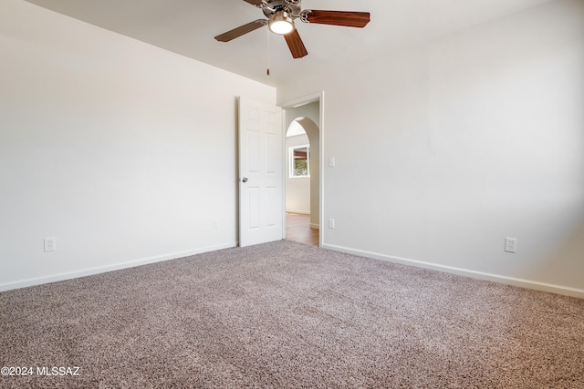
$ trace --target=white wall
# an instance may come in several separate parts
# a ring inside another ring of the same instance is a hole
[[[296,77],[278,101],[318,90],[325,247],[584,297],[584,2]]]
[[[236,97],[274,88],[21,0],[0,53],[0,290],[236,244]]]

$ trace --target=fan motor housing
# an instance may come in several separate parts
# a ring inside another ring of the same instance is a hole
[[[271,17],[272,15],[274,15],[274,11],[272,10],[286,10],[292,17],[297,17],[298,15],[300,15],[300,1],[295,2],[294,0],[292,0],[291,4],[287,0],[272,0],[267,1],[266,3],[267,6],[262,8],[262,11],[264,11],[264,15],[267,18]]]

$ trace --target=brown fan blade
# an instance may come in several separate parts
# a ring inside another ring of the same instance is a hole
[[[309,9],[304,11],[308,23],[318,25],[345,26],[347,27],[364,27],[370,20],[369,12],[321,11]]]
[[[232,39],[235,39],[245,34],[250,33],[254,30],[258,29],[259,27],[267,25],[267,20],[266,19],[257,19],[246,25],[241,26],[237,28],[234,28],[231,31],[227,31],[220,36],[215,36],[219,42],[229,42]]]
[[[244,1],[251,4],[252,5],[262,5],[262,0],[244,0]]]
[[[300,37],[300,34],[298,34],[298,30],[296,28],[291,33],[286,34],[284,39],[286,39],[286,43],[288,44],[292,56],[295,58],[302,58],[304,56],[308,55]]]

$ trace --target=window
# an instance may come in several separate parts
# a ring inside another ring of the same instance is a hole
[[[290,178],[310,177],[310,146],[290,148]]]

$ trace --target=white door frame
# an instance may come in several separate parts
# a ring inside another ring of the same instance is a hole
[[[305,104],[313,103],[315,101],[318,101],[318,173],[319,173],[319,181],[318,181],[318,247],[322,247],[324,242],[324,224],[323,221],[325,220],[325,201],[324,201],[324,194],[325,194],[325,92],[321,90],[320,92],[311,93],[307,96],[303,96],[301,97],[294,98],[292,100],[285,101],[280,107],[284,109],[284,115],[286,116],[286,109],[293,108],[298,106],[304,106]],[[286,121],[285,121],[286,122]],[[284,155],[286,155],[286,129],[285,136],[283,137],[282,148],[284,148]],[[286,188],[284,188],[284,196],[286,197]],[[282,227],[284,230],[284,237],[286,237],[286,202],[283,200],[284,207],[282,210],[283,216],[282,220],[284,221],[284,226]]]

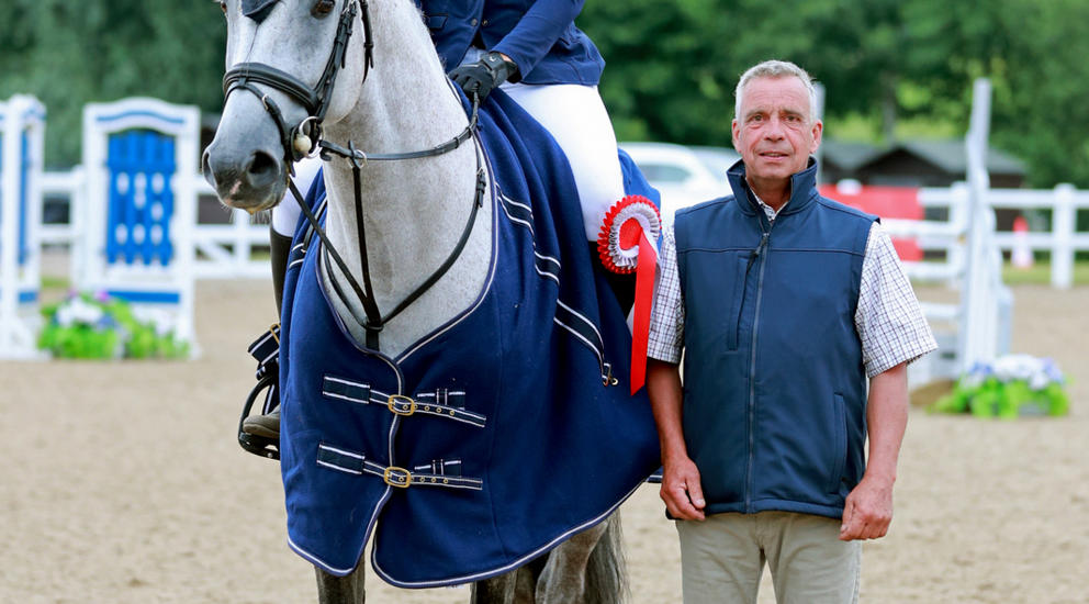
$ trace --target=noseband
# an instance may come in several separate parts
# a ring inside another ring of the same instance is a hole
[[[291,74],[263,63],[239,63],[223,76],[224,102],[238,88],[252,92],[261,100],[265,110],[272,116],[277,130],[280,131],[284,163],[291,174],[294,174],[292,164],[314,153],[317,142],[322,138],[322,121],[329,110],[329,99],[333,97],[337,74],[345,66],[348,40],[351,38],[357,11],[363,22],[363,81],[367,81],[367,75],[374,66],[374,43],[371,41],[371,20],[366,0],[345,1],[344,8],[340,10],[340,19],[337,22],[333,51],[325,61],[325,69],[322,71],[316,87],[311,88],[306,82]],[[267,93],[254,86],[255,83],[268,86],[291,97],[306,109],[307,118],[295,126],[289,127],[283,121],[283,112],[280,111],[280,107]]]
=-=-=
## THE TASK
Could you update all the items above by replacing "separate parts" with "disjoint pieces" and leaving everything else unchanged? Leave the pictures out of your answer.

## THE ANSWER
$ trace --target=white wall
# an instance may come in several disjoint pieces
# a ring inside another ring of the same instance is a hole
[[[296,77],[278,101],[318,90],[325,247],[584,297],[584,2]]]
[[[236,97],[274,88],[21,0],[0,53],[0,290],[236,244]]]

$ trace --target=fan motor housing
# an instance may come in several disjoint pieces
# a ring inside another ring of the same instance is a hole
[[[271,17],[272,15],[274,15],[274,11],[272,10],[286,10],[292,17],[297,17],[298,15],[300,15],[300,1],[295,2],[294,0],[292,0],[291,4],[287,0],[272,0],[267,1],[266,3],[267,6],[262,8],[262,11],[264,11],[264,15],[267,18]]]

$ trace --target=brown fan blade
# an instance may come in several disjoint pieces
# a ring inside another ring of the same instance is a hole
[[[309,9],[304,11],[308,23],[318,25],[345,26],[347,27],[364,27],[370,20],[369,12],[321,11]]]
[[[232,39],[235,39],[245,34],[250,33],[254,30],[258,29],[259,27],[267,25],[267,20],[266,19],[257,19],[246,25],[241,26],[237,28],[234,28],[231,31],[227,31],[220,36],[215,36],[219,42],[229,42]]]
[[[244,1],[251,4],[252,5],[262,5],[262,0],[244,0]]]
[[[300,37],[300,34],[298,34],[298,30],[296,28],[291,33],[286,34],[284,39],[286,39],[286,43],[288,44],[292,56],[295,58],[302,58],[304,56],[308,55]]]

$ trace --target=window
# an instance may come in several disjoint pieces
# a ring inside another ring of the same instance is a hole
[[[290,178],[310,177],[310,146],[290,148]]]

$ trace --target=white door frame
# an instance may come in several disjoint pieces
# a ring inside another ring of the same instance is a hole
[[[305,104],[313,103],[315,101],[318,101],[318,173],[319,173],[319,181],[318,181],[318,247],[322,247],[324,242],[324,224],[323,221],[325,220],[325,201],[324,201],[324,194],[325,194],[325,92],[321,90],[320,92],[311,93],[307,96],[303,96],[301,97],[294,98],[292,100],[285,101],[280,107],[284,109],[284,115],[286,116],[286,109],[293,108],[298,106],[304,106]],[[286,121],[285,121],[286,122]],[[284,155],[286,155],[286,129],[285,136],[283,137],[282,148],[284,148]],[[286,188],[284,188],[284,196],[286,197]],[[282,227],[284,230],[284,237],[286,237],[286,202],[283,200],[284,207],[282,210],[283,216],[282,220],[284,221],[284,226]]]

$ trace --target=noseband
# an instance may come in several disjoint pieces
# a ring inside another ring of the same instance is a hole
[[[291,74],[263,63],[239,63],[223,76],[224,102],[238,88],[252,92],[261,100],[265,110],[272,116],[277,130],[280,131],[284,163],[291,174],[294,174],[292,164],[314,153],[317,142],[322,138],[322,121],[329,110],[329,99],[333,97],[337,74],[345,66],[348,40],[351,38],[357,11],[363,22],[363,81],[367,81],[367,75],[374,66],[374,43],[371,41],[371,20],[366,0],[345,1],[344,8],[340,10],[340,19],[337,22],[333,51],[325,61],[325,69],[322,71],[316,87],[311,88],[306,82]],[[267,93],[254,86],[255,83],[268,86],[291,97],[306,109],[307,118],[295,126],[289,127],[283,121],[283,112],[280,111],[280,107]]]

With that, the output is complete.